(Images for object localization)
# # # # #
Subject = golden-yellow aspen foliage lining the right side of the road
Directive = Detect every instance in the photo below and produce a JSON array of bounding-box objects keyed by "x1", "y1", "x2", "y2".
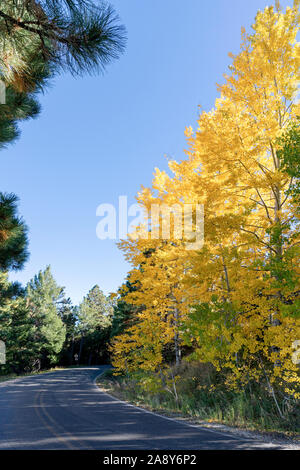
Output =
[{"x1": 112, "y1": 0, "x2": 300, "y2": 397}]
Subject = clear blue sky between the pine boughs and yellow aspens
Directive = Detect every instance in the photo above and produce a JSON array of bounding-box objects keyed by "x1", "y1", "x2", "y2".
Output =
[{"x1": 0, "y1": 0, "x2": 292, "y2": 303}]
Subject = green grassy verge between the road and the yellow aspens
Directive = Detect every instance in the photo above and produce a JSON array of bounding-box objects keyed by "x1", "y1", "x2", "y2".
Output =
[{"x1": 97, "y1": 365, "x2": 300, "y2": 439}]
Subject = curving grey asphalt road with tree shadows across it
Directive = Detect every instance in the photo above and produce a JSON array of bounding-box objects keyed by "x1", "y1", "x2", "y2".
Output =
[{"x1": 0, "y1": 366, "x2": 290, "y2": 450}]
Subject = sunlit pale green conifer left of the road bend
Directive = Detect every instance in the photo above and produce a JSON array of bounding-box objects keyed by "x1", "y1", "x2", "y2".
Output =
[{"x1": 26, "y1": 266, "x2": 66, "y2": 367}]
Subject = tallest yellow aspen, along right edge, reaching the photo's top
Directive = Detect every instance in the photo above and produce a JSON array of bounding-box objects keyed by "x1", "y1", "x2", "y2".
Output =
[{"x1": 173, "y1": 1, "x2": 300, "y2": 392}]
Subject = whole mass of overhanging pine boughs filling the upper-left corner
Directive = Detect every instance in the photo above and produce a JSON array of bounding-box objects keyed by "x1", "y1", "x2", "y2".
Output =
[{"x1": 0, "y1": 0, "x2": 125, "y2": 148}]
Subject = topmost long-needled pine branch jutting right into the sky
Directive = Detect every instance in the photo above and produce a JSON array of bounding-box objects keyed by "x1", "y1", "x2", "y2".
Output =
[{"x1": 0, "y1": 0, "x2": 126, "y2": 75}]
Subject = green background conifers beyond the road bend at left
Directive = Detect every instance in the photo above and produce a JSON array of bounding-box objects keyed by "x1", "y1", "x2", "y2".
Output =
[{"x1": 0, "y1": 260, "x2": 118, "y2": 374}]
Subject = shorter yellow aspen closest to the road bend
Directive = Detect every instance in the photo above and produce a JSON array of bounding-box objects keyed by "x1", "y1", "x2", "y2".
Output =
[{"x1": 113, "y1": 231, "x2": 191, "y2": 370}]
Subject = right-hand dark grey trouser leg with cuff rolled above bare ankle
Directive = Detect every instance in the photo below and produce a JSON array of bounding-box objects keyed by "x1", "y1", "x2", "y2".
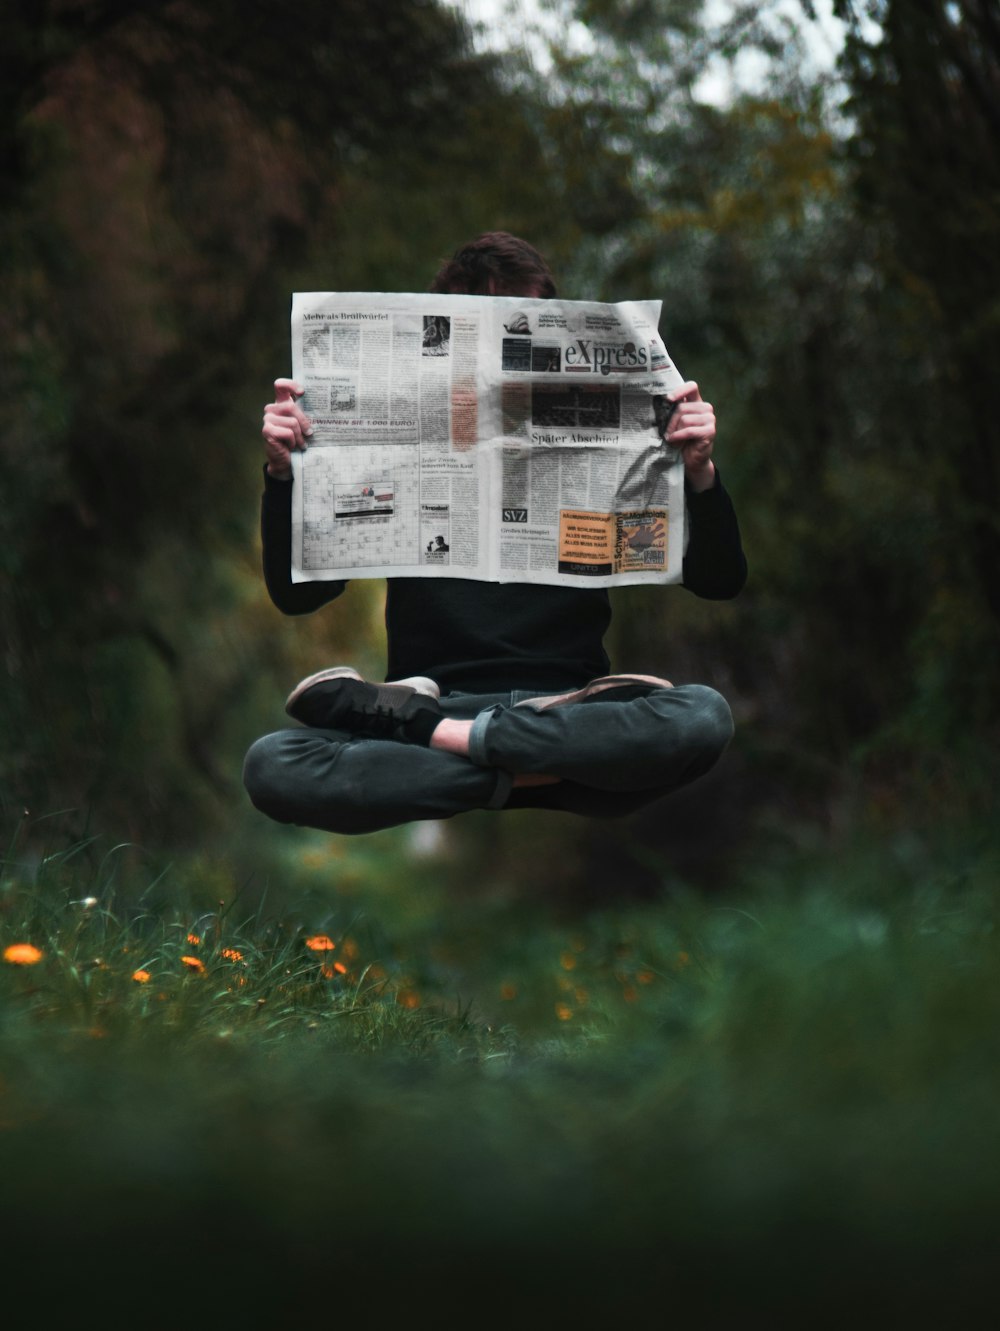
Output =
[{"x1": 470, "y1": 684, "x2": 732, "y2": 816}]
# # # # #
[YOUR GOAL]:
Please go over the data above and copy each line with "yellow" in it.

[YOUR RESPONSE]:
Subject = golden-yellow aspen foliage lining the right side of the road
Subject = clear blue sky between the pine boughs and yellow aspens
Subject = green grassy verge between the road and the yellow aspens
Subject = tallest yellow aspen, along right edge, reaching the photo's top
Subject = shorter yellow aspen closest to the road bend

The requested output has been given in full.